======== Supplied data

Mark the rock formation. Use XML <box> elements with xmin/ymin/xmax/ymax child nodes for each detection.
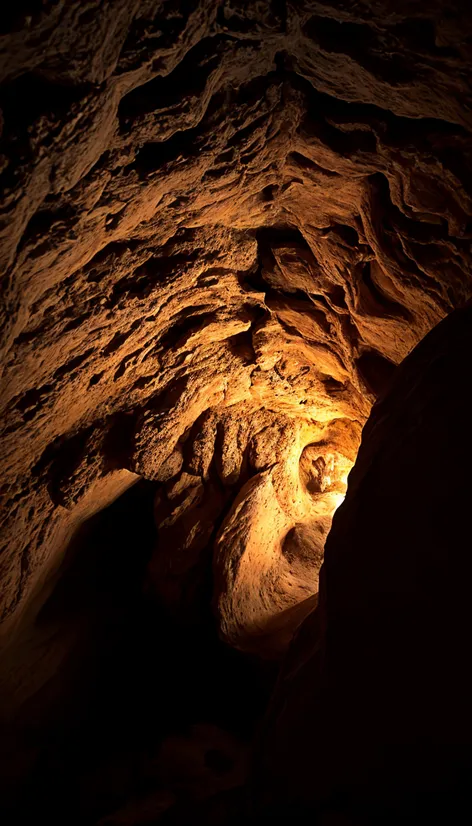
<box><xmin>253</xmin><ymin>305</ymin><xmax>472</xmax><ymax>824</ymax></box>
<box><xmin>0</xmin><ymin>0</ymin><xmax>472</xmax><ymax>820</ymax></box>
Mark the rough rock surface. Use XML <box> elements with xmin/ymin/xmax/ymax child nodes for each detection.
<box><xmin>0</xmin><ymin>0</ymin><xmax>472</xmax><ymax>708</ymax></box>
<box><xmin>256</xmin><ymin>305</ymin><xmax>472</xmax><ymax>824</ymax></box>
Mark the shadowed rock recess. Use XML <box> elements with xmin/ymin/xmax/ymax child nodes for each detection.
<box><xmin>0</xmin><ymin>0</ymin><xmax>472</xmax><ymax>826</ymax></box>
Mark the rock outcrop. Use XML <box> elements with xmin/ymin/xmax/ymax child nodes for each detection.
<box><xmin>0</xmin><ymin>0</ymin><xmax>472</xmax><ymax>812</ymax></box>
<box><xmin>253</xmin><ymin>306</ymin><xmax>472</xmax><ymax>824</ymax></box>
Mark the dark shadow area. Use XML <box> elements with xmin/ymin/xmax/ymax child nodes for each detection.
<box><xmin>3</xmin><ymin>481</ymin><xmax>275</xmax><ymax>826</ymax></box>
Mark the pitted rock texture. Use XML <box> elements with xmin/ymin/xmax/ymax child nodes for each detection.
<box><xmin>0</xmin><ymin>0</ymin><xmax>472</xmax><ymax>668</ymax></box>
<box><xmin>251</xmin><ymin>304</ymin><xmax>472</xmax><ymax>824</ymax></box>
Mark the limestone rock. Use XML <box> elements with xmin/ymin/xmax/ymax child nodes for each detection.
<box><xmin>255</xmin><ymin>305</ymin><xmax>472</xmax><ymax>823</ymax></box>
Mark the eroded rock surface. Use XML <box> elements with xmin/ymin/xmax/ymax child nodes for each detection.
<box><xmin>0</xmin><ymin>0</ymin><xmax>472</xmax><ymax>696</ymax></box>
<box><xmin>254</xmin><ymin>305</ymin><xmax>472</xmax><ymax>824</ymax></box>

================
======== Supplied data

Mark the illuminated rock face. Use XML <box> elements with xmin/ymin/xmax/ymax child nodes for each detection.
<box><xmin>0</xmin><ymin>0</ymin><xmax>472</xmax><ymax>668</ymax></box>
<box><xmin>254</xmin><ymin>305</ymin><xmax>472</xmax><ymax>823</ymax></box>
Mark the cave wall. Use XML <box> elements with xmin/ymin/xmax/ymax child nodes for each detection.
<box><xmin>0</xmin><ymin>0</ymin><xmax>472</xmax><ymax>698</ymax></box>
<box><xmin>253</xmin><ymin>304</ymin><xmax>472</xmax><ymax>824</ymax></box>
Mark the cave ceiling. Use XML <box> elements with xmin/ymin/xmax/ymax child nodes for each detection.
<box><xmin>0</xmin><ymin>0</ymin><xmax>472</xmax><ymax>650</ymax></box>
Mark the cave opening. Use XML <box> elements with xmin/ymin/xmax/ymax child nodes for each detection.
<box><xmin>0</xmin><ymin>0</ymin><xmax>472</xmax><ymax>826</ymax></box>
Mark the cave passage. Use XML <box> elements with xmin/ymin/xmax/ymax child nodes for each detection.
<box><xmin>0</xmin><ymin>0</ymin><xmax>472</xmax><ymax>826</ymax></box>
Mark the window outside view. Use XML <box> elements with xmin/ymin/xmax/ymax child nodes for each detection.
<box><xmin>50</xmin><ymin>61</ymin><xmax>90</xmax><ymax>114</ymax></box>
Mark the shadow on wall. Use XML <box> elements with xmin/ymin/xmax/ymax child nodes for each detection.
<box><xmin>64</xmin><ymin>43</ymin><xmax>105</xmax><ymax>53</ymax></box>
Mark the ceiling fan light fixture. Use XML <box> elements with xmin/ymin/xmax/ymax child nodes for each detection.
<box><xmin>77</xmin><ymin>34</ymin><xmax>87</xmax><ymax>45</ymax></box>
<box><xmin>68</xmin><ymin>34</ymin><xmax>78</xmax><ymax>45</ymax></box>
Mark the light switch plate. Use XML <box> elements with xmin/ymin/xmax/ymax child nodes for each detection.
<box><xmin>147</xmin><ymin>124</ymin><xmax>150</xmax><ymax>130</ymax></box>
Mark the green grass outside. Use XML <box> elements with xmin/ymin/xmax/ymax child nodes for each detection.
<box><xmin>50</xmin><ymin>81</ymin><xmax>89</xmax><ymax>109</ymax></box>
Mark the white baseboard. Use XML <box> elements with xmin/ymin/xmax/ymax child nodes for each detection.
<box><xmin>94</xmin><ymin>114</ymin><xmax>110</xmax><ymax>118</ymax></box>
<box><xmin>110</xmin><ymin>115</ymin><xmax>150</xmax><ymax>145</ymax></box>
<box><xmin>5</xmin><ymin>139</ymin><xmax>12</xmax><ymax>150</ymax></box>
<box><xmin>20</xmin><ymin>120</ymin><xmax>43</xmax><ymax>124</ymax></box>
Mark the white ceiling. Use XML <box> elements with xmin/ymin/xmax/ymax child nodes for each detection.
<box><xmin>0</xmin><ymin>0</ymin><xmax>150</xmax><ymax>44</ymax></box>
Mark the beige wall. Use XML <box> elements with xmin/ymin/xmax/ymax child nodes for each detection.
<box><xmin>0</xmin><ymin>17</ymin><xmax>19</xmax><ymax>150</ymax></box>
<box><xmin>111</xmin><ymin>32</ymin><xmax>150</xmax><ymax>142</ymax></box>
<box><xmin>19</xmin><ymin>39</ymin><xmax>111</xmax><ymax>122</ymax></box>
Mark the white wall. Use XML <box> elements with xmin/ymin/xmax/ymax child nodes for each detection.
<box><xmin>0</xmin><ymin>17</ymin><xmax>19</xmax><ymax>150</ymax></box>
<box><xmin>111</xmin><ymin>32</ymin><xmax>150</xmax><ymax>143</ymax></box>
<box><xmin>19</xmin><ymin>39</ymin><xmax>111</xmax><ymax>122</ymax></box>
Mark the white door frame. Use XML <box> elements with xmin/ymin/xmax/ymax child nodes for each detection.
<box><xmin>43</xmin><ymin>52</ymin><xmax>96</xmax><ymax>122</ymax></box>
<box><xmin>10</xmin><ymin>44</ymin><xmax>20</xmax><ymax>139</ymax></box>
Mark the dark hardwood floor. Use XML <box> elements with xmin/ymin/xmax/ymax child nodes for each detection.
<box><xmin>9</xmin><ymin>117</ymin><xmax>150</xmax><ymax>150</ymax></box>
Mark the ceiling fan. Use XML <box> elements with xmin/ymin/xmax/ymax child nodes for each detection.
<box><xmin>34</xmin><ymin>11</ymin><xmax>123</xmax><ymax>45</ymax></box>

================
======== Supplied data

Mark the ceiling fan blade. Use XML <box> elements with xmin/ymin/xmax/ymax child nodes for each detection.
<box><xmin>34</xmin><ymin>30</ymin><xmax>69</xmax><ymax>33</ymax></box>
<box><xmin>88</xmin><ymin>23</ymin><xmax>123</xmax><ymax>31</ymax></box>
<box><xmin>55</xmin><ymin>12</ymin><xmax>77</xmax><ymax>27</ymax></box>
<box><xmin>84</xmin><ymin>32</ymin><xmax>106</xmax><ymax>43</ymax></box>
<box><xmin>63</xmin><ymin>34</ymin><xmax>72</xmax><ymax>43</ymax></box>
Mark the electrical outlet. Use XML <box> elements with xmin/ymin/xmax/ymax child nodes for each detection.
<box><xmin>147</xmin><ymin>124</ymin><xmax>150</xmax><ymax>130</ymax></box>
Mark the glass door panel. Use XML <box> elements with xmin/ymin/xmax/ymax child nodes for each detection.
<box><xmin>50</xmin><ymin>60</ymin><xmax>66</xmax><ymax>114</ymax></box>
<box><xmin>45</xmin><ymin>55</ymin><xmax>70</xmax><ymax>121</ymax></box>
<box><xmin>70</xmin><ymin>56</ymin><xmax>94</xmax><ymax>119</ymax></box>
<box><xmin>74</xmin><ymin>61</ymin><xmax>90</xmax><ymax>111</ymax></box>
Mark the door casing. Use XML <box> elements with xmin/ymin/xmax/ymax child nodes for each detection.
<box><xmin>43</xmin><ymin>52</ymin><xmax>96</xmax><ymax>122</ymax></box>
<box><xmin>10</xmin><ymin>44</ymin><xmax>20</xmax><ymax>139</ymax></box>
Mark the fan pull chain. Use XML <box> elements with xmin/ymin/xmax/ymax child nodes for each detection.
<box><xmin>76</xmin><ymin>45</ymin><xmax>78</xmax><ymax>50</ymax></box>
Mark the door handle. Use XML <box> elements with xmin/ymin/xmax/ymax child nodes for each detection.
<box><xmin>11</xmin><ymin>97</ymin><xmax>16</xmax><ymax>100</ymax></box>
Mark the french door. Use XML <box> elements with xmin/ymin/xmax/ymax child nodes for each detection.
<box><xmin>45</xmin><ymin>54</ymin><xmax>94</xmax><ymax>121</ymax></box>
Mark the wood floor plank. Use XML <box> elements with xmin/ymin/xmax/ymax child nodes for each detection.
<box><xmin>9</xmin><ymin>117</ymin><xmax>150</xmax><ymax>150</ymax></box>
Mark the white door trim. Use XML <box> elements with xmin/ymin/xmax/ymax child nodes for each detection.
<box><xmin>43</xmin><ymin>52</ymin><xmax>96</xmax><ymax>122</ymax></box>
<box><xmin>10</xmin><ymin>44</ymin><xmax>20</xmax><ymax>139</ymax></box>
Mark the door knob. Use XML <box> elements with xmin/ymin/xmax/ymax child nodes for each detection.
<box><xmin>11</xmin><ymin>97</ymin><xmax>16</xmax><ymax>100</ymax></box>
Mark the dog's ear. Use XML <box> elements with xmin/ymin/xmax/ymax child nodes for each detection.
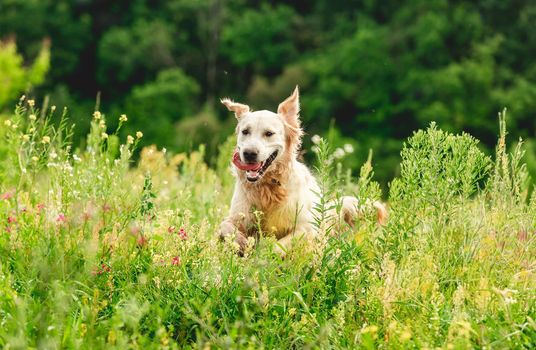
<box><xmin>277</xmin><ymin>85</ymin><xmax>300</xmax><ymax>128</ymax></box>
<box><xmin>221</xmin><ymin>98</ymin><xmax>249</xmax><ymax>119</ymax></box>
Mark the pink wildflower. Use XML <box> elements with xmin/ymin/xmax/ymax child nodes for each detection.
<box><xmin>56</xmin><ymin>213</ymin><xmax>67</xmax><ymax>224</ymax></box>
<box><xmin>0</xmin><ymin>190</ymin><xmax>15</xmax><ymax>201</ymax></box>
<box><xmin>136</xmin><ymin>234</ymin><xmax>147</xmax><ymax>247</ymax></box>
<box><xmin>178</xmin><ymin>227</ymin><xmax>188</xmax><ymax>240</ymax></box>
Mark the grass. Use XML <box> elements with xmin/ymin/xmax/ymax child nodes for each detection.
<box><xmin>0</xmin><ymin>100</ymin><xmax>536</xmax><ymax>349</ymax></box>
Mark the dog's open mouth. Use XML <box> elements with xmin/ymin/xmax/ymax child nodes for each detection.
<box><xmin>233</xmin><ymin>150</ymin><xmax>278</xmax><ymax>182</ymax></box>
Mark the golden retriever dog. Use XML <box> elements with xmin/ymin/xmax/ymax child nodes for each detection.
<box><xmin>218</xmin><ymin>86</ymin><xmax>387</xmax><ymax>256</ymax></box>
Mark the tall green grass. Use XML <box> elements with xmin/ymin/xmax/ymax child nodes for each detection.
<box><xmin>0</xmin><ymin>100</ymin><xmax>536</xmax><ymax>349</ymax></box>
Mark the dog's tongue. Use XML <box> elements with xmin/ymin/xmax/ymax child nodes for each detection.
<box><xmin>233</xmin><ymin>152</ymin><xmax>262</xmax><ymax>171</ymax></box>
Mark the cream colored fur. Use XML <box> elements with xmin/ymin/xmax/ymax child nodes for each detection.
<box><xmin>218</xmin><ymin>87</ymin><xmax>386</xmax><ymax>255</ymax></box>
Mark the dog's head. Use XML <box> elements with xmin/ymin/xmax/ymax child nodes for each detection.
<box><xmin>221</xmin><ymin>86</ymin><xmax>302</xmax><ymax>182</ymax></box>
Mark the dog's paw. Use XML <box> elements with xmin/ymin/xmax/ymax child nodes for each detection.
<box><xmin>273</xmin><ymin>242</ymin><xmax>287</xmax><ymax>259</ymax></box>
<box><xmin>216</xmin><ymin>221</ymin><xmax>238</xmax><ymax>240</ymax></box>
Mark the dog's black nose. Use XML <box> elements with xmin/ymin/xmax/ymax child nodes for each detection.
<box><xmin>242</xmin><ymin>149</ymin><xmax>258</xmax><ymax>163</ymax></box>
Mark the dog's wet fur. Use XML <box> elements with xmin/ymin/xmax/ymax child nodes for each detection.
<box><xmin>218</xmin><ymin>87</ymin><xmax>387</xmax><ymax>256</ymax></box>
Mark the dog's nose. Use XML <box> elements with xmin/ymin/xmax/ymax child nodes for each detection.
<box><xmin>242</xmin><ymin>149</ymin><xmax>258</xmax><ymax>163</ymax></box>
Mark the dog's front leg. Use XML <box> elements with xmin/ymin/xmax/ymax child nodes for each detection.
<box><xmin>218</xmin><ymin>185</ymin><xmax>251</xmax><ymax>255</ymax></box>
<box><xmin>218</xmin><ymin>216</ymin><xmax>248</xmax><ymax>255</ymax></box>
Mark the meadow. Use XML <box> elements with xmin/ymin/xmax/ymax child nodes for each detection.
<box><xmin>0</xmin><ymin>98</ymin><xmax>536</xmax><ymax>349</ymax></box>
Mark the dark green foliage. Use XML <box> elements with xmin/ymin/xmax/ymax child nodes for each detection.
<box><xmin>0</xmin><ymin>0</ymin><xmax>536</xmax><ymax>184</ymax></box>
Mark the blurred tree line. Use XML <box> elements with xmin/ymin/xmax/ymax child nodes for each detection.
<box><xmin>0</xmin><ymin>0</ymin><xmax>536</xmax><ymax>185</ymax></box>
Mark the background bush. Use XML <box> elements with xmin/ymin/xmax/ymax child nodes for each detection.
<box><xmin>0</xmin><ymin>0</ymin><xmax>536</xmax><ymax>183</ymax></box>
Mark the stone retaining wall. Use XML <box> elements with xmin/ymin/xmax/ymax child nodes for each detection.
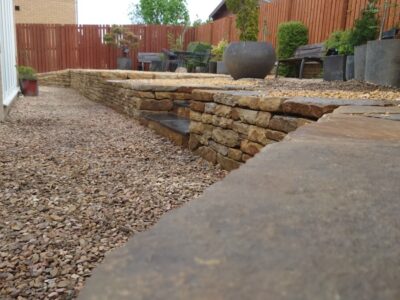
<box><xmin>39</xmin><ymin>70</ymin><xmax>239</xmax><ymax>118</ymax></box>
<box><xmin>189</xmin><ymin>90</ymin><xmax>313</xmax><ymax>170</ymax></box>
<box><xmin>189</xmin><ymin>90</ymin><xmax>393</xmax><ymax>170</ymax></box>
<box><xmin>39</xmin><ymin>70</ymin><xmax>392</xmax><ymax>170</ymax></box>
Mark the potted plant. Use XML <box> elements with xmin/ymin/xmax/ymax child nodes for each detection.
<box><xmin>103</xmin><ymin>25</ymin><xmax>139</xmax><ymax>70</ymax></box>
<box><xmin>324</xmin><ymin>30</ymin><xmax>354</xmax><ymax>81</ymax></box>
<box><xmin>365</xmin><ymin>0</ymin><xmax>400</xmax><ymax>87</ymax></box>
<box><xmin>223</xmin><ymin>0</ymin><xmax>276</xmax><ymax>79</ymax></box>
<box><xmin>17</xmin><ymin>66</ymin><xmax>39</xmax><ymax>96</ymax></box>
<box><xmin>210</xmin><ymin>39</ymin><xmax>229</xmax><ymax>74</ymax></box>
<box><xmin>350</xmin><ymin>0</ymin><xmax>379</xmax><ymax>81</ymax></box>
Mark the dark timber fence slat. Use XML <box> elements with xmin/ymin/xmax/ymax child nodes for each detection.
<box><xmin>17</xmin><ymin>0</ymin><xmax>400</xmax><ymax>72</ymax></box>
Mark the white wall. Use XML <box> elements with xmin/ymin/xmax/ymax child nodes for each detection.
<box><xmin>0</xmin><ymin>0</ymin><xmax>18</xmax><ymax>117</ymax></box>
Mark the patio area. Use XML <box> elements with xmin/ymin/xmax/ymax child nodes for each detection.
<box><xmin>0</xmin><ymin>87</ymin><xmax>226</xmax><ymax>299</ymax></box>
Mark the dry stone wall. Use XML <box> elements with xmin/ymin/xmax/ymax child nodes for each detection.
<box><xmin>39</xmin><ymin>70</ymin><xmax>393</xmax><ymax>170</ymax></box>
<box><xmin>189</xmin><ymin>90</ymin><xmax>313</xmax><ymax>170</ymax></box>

================

▶ [Exercise directions] Pull out every row above that contains the string "nose", matching case exactly, and copy each one in full.

▶ [Answer in full]
Mark the dog's black nose. Use XML <box> elements with xmin/ymin/xmax/ymax child nodes for each detection.
Mark the dog's nose. Use XML <box> elements with xmin/ymin/xmax/ymax child nodes for each detection.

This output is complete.